** OBJECTIVE A **
Write out the part of the coffee machine thread from "I took apart" up to and including "the coffee puck.", word for word.

** TEXT PROVIDED **
## START

# Jura Impressa E40 randomly not dispensing coffee (clear water in drip tray)



## sammyse (Sep 12, 2008)

Hi, I have a Jura Impressa E40, and I have an intermittent problem I can't figure out:

The machine will randomly either dispense the coffee as expected, or, it will leave the coffee grounds dry and instead clear water will find it's way into the drip tray.

Currently, the problem is completely random, with about 4 out of 10 times resulting in coffee, and 6 out of 10 times resulting in clear water in the drip tray, and dry grounds in the waste bin. Same goes for the rinse cycle - sometimes through the coffee nozzle, and sometimes directly into the drip tray.

I service the machine myself - a year ago I installed a refurbished brew unit (with a metal pin drain valve).

I took apart the machine yesterday, and disassembled the brew unit and gave everything a thorough clean, and replaced the o rings, and lubed everything up. I especially cleaned the drain valve and piston, suspecting it was not diverting the water into the coffee puck.

It's all back together again, and everything seems in order, except for the randomness I describe above. It's still there.

I visually inspected all the pipes, and saw no blockages or leaks.

What has be stumped is the randomness - if this was a split pipe, I'd expect the problem to be more persistent, not intermittent.

Not sure where to go from here - can anybody suggest something?

Thanks,

S


----------



## sammyse (Sep 12, 2008)

Well, I think I have solved it. 
I stripped and cleaned the drain valve assembly and found one of the washers to be torn (the one on the right)

https://uploads.tapatalk-cdn.com/20201107/e782e148f18ee756dd7f867e7eee7935.jpg

and the pin bent!!

https://uploads.tapatalk-cdn.com/20201107/e3077dd41ea14cb14d9fa10ee9922213.jpg

Luckily I had spare (old) parts. So far so good.

Sent from my SM-G973F using Tapatalk


----------



## sammyse (Sep 12, 2008)

By the way, does anyone know a good UK supplier for these individual parts shown above?

Sent from my SM-G973F using Tapatalk


----------

## END

(Bounding-box records)
## START

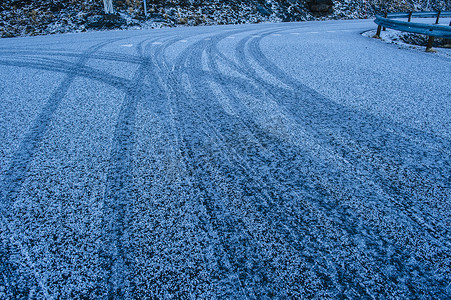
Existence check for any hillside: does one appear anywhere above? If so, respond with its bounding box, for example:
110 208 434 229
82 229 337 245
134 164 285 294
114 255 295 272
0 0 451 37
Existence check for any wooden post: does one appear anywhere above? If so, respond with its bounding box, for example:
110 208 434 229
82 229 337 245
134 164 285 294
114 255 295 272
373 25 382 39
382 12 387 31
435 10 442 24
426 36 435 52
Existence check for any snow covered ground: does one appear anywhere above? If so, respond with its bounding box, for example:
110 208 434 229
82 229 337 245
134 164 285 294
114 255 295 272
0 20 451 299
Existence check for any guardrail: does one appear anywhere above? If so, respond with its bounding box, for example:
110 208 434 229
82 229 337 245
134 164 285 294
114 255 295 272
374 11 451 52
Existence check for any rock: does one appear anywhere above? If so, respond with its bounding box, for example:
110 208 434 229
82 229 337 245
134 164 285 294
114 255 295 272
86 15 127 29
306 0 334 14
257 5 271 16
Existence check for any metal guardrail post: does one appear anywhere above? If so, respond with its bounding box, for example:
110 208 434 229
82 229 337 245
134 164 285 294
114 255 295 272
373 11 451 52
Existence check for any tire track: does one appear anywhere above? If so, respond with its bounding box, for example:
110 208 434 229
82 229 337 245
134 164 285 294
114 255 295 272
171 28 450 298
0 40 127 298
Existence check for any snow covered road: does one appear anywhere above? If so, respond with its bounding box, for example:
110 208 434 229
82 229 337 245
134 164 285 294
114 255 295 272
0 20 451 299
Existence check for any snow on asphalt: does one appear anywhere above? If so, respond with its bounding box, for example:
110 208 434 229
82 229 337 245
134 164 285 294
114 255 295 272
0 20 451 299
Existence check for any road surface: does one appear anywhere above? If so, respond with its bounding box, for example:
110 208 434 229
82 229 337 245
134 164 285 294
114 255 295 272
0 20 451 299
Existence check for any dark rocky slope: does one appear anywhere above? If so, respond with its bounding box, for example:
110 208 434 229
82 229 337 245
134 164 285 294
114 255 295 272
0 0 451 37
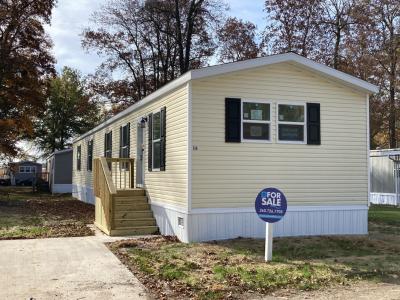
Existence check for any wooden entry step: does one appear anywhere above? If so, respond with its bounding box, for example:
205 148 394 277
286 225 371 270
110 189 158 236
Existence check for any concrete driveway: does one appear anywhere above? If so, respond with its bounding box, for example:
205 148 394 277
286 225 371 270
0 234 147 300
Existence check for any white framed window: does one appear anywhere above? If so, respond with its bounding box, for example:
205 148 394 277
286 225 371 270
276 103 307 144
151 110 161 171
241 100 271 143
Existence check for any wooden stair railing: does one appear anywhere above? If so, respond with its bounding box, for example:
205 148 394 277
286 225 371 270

## END

** OBJECTIVE B **
Multiply every bounding-box coordinate in the answers by 1.05 and round to whole numbers, with halves rounded up. Then give back only the lines of the bounding-box rows from the line with "Existence check for any concrete" up to and including the last line of the rows, requests included, and leave the requests and their sample numbers unchanged.

** WRITTEN ANSWER A **
I took apart the machine yesterday, and disassembled the brew unit and gave everything a thorough clean, and replaced the o rings, and lubed everything up. I especially cleaned the drain valve and piston, suspecting it was not diverting the water into the coffee puck.

** WRITTEN ANSWER B **
Existence check for any concrete driveway: does one appear anywhere above? If so, respond with its bounding box, for example:
205 148 394 277
286 225 371 270
0 246 154 315
Existence check for any white framed window: does one appear anywhere above? If so, respond with its bounding box, for example:
205 148 394 277
286 225 371 270
290 108 322 151
159 116 169 180
253 105 285 150
Existence check for any wooden stair railing: does one appear anywhere above? If so, respond with its bounding box, for example:
205 148 394 277
286 225 371 270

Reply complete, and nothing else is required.